◆ Goal of the exercise ◆
Copy out the complete listing, word for word.

(Records from a point labeling set)
____________________
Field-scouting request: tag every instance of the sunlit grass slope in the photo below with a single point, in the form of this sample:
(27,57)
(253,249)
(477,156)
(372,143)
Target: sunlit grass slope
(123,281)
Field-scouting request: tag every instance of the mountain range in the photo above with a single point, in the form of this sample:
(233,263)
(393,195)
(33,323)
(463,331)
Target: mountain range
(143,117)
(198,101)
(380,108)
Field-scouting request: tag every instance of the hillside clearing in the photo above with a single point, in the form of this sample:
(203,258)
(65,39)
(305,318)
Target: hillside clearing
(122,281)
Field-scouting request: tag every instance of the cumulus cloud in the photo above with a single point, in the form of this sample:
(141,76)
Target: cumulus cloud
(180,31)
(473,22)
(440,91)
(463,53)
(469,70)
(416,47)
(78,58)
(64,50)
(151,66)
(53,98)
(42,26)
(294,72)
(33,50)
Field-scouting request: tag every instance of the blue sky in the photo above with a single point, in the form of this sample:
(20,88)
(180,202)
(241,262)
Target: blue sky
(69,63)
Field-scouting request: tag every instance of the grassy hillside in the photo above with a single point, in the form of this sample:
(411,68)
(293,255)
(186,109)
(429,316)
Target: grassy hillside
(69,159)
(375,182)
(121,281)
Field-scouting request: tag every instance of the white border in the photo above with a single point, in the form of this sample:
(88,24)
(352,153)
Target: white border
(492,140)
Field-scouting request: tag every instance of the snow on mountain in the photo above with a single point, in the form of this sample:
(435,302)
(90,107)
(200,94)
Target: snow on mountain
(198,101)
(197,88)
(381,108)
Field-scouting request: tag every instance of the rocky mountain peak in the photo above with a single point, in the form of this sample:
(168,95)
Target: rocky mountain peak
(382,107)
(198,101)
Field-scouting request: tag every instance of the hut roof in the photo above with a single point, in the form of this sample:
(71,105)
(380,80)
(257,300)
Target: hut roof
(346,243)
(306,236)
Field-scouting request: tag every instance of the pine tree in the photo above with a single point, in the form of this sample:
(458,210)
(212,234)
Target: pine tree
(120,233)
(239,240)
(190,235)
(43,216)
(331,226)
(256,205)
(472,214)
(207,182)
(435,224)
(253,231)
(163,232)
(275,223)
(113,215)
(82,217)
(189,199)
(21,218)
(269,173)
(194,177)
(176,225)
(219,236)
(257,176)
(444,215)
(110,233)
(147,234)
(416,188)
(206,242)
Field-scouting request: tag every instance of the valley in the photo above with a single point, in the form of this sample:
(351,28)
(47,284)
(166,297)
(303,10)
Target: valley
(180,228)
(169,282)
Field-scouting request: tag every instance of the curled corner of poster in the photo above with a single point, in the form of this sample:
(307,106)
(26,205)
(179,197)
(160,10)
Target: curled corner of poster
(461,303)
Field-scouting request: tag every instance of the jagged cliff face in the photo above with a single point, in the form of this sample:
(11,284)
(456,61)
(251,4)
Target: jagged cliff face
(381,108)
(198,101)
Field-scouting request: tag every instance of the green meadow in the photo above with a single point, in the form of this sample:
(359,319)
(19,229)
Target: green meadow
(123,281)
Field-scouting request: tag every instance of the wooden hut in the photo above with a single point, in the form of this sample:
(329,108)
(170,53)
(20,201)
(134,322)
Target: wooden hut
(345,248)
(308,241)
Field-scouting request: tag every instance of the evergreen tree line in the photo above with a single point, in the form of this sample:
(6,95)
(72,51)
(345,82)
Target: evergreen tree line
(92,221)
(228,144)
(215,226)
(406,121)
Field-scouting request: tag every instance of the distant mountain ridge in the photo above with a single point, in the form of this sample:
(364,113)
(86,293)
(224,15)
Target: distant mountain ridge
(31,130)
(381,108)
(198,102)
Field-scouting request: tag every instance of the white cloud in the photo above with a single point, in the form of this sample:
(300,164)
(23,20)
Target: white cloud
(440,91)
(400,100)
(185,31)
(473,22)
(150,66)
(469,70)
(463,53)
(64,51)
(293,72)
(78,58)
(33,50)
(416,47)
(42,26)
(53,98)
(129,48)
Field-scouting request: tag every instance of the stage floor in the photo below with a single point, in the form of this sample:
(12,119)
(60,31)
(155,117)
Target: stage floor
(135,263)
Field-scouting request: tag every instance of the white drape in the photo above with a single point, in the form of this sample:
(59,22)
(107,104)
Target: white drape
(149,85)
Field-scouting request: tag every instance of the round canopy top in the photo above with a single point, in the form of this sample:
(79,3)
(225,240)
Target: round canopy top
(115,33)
____________________
◆ Answer to the exercise ◆
Field-scouting request: tag every instance of the sunlit grass slope in the photo below with a single point, in the form of this sample:
(27,57)
(253,249)
(477,156)
(372,143)
Target: sunlit grass slope
(123,281)
Field-scouting request: tag every instance of the mountain range in the photo above with a single point, in the form of this sample:
(233,263)
(393,195)
(33,323)
(463,331)
Target: mountain range
(143,117)
(198,101)
(380,108)
Field-scouting request: tag every instance of the hillside clearing in the photo above with a single point, in the form of this sample:
(203,258)
(65,39)
(305,318)
Target: hillside clearing
(122,281)
Field-scouting request: tag every instance of the cumulus cloud in the photo above with a single point, in the form of this sample:
(141,76)
Target: cumulus cloud
(180,31)
(473,22)
(440,91)
(463,53)
(469,70)
(416,47)
(78,58)
(64,50)
(151,66)
(53,98)
(42,26)
(294,72)
(33,50)
Field-scouting request: tag every instance of the blue sky in the photo above with a single point, in the form of this sample:
(20,88)
(180,202)
(241,262)
Target: blue sky
(69,63)
Field-scouting request: tag every instance of the grassy hillside in the photo above with a single point, in the form of this sample:
(411,68)
(293,255)
(186,109)
(429,316)
Target: grassy hillside
(69,159)
(375,182)
(121,281)
Field-scouting request: tag every instance of the white border in the photo above with a single point, in the form of this sample:
(88,24)
(352,153)
Target: white border
(492,140)
Field-scouting request: tag every instance of the snow on mountain in the photo above with a single point, in the form of this sample:
(435,302)
(90,107)
(200,94)
Target: snow on mountain
(198,101)
(197,88)
(381,108)
Field-scouting request: tag every instance of the rocky mountain peak in the photo above with a single point, in the form of this sample:
(168,95)
Target: rocky mountain peak
(382,107)
(198,101)
Field-scouting request: tag every instance of the hut roof in the photo above with a single point, in the form of this sample:
(71,105)
(380,80)
(257,300)
Target: hut roof
(346,243)
(306,236)
Field-scouting request: tag every instance of the pine tree in the photo above with a single point, in the form of this sample:
(458,210)
(212,234)
Target: pine tree
(120,233)
(239,240)
(190,235)
(43,216)
(331,226)
(256,205)
(472,214)
(207,182)
(435,224)
(253,231)
(163,232)
(275,223)
(113,215)
(82,217)
(189,199)
(21,218)
(269,173)
(194,177)
(176,225)
(219,236)
(257,176)
(444,215)
(110,233)
(147,234)
(416,188)
(206,242)
Field-scouting request: tag every instance of the valley in the photo above with a single point, in the form of this sample:
(351,28)
(47,284)
(166,297)
(303,10)
Target: valley
(180,228)
(169,282)
Field-scouting request: tag every instance of the curled corner of poster in the photo above with a single point, in the form of this sample:
(307,106)
(26,205)
(179,197)
(160,10)
Target: curled corner of poster
(461,303)
Field-scouting request: tag every instance of the jagged cliff face in the photo above with a single point, in the form of this sample:
(11,284)
(456,61)
(251,4)
Target: jagged cliff face
(381,108)
(198,101)
Field-scouting request: tag every instance of the green meadow in the photo above with a single point, in the form of this sample:
(359,319)
(19,229)
Target: green meadow
(123,281)
Field-scouting request: tag every instance of the wooden hut in the photo above with a single point, in the form of this sample:
(329,108)
(170,53)
(20,201)
(134,322)
Target: wooden hut
(345,248)
(308,241)
Field-scouting request: tag every instance of the evergreen tree line in the photo above with a single point, in the form of this sample:
(6,95)
(72,51)
(345,82)
Target: evergreen tree line
(92,221)
(228,144)
(215,226)
(406,121)
Field-scouting request: tag every instance of the distant mountain ridge in the photo above with a single point, in the form of this sample:
(364,113)
(86,293)
(224,15)
Target: distant mountain ridge
(31,130)
(381,108)
(198,102)
Field-scouting request: tag every instance of the white cloud in the photo above with a single point, in the form of this sample:
(300,164)
(23,20)
Target: white cloud
(440,91)
(400,100)
(185,31)
(473,22)
(150,66)
(469,70)
(463,53)
(64,51)
(293,72)
(78,58)
(33,50)
(416,47)
(42,26)
(53,98)
(129,48)
Field-scouting request: tag every instance of the stage floor in the photo below with a single point, in the form of this sample:
(12,119)
(60,31)
(155,117)
Target: stage floor
(135,263)
Field-scouting request: tag every instance of the white drape in the photo above with a single point, in the form of this sample:
(59,22)
(107,104)
Target: white drape
(149,85)
Field-scouting request: tag every instance of the round canopy top in the photo above with a single point, in the form of this sample:
(79,3)
(225,240)
Target: round canopy top
(115,33)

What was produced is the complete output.